---- LISTED RECORDS

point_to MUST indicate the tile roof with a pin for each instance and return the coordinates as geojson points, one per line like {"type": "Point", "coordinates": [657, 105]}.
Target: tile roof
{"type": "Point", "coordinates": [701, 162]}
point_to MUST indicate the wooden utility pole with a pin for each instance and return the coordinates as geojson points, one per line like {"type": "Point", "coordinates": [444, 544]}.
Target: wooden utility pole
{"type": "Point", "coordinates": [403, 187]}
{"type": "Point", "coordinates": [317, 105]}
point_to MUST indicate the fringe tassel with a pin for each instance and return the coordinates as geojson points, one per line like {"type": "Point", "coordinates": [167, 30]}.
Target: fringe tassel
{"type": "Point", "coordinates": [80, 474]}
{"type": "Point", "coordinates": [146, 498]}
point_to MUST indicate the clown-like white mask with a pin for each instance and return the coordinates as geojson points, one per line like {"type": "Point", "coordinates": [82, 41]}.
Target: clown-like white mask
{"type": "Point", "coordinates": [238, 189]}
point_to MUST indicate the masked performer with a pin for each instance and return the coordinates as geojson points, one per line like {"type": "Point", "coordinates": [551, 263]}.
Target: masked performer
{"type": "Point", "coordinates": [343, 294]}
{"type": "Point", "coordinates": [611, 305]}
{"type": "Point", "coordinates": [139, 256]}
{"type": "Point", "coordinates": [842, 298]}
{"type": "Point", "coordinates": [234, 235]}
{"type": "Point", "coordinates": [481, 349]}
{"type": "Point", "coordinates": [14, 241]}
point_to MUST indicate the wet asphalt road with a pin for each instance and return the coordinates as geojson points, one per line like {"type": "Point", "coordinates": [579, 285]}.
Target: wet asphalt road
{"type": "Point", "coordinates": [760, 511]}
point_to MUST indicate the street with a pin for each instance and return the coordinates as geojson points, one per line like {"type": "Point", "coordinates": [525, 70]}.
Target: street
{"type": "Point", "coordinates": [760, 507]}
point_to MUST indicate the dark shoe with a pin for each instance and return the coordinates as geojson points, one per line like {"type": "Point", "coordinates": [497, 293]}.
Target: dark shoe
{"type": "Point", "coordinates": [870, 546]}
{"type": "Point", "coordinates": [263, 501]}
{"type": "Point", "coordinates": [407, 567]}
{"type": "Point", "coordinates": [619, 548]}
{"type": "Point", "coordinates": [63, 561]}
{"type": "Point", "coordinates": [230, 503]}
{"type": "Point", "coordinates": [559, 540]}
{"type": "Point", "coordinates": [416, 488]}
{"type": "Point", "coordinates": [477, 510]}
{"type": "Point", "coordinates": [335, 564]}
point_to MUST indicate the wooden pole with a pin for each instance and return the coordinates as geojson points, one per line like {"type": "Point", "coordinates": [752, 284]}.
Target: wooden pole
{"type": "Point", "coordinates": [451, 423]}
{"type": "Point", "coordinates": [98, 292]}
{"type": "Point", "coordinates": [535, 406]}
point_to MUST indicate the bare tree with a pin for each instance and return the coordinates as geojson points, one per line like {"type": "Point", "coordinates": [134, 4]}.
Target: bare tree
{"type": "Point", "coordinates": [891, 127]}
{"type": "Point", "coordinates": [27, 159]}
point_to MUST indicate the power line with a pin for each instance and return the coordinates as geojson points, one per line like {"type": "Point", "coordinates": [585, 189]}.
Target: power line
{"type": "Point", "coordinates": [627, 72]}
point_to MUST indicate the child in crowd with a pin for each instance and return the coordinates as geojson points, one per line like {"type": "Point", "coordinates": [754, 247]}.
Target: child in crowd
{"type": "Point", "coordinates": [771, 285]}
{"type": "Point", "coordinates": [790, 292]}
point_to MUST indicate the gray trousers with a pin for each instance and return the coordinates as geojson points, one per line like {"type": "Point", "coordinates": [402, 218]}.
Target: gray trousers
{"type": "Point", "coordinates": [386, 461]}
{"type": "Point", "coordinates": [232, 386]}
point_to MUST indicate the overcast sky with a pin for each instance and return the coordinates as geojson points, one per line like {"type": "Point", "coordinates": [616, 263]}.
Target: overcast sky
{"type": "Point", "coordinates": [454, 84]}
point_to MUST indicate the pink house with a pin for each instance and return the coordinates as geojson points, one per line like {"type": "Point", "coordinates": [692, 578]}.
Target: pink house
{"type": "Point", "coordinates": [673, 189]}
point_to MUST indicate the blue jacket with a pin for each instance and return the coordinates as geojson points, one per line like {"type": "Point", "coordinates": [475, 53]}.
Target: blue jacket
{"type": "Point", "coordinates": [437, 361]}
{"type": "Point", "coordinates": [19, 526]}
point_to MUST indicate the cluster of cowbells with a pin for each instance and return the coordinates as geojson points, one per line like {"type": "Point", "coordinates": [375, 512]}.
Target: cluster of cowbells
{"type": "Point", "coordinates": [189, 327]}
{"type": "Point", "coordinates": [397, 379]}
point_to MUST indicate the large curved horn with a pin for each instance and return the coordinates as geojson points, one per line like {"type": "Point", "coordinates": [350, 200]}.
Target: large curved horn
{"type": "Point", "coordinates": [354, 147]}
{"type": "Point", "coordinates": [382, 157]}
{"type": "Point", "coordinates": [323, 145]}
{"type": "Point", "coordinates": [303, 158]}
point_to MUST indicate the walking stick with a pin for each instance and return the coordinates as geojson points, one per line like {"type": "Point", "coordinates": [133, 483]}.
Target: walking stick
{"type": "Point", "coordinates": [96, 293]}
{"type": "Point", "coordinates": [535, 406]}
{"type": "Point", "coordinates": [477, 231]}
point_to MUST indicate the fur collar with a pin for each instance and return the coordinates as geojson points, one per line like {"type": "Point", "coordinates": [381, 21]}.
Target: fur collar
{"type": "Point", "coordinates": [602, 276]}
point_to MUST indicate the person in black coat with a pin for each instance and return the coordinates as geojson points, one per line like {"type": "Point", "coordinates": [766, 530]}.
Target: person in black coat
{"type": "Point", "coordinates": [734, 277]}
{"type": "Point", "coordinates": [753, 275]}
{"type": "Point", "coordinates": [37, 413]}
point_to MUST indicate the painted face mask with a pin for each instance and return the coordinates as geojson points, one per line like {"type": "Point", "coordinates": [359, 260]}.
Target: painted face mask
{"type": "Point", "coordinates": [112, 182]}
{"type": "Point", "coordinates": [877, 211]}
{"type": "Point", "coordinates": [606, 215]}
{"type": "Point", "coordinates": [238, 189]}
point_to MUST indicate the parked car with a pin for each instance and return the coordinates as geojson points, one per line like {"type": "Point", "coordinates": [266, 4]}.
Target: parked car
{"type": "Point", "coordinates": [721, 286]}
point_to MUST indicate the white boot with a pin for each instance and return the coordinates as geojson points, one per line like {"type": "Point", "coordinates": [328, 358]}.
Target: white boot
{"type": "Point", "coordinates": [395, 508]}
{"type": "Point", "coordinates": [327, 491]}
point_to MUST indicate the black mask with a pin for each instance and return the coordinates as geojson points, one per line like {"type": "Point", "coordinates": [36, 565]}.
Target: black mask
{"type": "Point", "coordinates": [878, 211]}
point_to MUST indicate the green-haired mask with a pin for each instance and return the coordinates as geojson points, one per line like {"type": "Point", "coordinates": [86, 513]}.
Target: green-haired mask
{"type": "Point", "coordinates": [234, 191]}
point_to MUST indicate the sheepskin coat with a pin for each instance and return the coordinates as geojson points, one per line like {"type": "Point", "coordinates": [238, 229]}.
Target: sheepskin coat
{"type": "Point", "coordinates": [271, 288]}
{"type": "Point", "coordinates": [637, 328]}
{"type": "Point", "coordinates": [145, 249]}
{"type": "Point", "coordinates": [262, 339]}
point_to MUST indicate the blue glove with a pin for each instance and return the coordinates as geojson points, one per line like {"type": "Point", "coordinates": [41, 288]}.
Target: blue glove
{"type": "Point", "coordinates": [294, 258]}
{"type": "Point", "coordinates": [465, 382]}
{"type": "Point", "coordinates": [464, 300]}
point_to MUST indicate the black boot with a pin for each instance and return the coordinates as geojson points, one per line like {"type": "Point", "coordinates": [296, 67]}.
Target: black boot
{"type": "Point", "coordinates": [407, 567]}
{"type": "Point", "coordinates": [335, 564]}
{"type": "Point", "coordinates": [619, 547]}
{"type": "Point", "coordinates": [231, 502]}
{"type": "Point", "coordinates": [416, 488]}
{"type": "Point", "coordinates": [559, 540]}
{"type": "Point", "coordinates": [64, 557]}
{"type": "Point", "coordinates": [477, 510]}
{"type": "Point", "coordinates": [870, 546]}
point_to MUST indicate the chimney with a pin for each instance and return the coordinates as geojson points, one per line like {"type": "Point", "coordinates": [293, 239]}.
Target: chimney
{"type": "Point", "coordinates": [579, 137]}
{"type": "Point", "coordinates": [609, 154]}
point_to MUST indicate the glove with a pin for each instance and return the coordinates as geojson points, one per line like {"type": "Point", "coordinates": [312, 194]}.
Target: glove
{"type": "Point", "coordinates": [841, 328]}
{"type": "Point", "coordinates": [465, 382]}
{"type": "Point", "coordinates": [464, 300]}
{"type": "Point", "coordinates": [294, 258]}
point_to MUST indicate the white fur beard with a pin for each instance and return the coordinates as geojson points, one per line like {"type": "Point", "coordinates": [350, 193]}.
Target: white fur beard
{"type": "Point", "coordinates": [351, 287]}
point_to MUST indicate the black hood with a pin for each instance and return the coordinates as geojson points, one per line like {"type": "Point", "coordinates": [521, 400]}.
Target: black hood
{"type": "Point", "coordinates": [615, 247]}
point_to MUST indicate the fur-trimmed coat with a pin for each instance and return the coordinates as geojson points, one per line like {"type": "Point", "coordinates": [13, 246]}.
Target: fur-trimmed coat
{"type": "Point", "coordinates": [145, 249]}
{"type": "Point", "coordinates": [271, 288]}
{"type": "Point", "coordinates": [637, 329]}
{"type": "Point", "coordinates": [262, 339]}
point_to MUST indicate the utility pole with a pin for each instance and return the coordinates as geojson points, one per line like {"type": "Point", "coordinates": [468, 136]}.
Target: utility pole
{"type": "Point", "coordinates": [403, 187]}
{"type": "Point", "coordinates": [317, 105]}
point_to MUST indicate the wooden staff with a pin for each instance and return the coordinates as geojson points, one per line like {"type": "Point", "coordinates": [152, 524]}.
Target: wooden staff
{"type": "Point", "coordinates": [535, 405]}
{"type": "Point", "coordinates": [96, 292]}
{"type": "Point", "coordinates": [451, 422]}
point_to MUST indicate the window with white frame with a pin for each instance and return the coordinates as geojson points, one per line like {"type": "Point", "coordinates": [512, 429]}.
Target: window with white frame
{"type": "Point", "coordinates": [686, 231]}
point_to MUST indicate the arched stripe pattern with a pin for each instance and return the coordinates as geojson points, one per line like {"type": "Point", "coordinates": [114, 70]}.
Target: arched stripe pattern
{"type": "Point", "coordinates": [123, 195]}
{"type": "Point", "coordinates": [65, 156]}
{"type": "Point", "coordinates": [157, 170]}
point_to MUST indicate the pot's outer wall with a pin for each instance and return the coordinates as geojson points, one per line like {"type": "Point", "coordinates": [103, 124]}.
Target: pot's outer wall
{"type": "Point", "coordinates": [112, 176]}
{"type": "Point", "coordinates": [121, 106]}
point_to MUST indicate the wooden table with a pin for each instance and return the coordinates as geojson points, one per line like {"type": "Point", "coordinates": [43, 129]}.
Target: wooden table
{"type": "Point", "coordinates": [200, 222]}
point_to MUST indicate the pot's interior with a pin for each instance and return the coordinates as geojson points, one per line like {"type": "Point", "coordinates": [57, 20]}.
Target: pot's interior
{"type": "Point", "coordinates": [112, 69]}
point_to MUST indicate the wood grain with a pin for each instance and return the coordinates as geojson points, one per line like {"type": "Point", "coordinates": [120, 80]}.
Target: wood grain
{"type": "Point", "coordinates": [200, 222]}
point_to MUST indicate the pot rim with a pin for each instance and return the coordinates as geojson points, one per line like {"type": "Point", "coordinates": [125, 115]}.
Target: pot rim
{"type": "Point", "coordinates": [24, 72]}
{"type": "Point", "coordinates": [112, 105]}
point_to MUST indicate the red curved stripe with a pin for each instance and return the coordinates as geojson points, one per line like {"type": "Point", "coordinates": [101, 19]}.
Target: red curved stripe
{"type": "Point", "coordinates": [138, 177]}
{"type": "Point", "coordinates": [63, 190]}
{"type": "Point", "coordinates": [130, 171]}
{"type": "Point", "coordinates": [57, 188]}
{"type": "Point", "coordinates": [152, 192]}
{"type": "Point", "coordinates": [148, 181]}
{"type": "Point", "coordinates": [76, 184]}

--------

Reproduce nothing but the lines from the line containing "point_to MUST indicate the wooden table" to the last line of the data, each exactly as written.

point_to MUST indicate the wooden table with a pin for each instance and return the coordinates as geojson points, one per line like {"type": "Point", "coordinates": [43, 129]}.
Target: wooden table
{"type": "Point", "coordinates": [200, 222]}
point_to MUST indicate the pot's interior with a pin for each instance and return the coordinates as geojson points, one per line like {"type": "Point", "coordinates": [57, 20]}.
Target: pot's interior
{"type": "Point", "coordinates": [112, 69]}
point_to MUST indicate the wood grain with a pin for each instance and return the coordinates as geojson points, one per line like {"type": "Point", "coordinates": [120, 80]}.
Target: wood grain
{"type": "Point", "coordinates": [200, 222]}
point_to MUST indicate the pot rim with a pin for each instance and return the coordinates as geojson points, one per line like {"type": "Point", "coordinates": [125, 115]}.
Target: pot rim
{"type": "Point", "coordinates": [24, 72]}
{"type": "Point", "coordinates": [112, 105]}
point_to MUST indicate the red curved stripe with a pin for each instance and return the coordinates as geojson points, one per line like {"type": "Point", "coordinates": [101, 19]}.
Target: red curved stripe
{"type": "Point", "coordinates": [138, 177]}
{"type": "Point", "coordinates": [63, 190]}
{"type": "Point", "coordinates": [130, 171]}
{"type": "Point", "coordinates": [57, 188]}
{"type": "Point", "coordinates": [152, 192]}
{"type": "Point", "coordinates": [148, 181]}
{"type": "Point", "coordinates": [76, 184]}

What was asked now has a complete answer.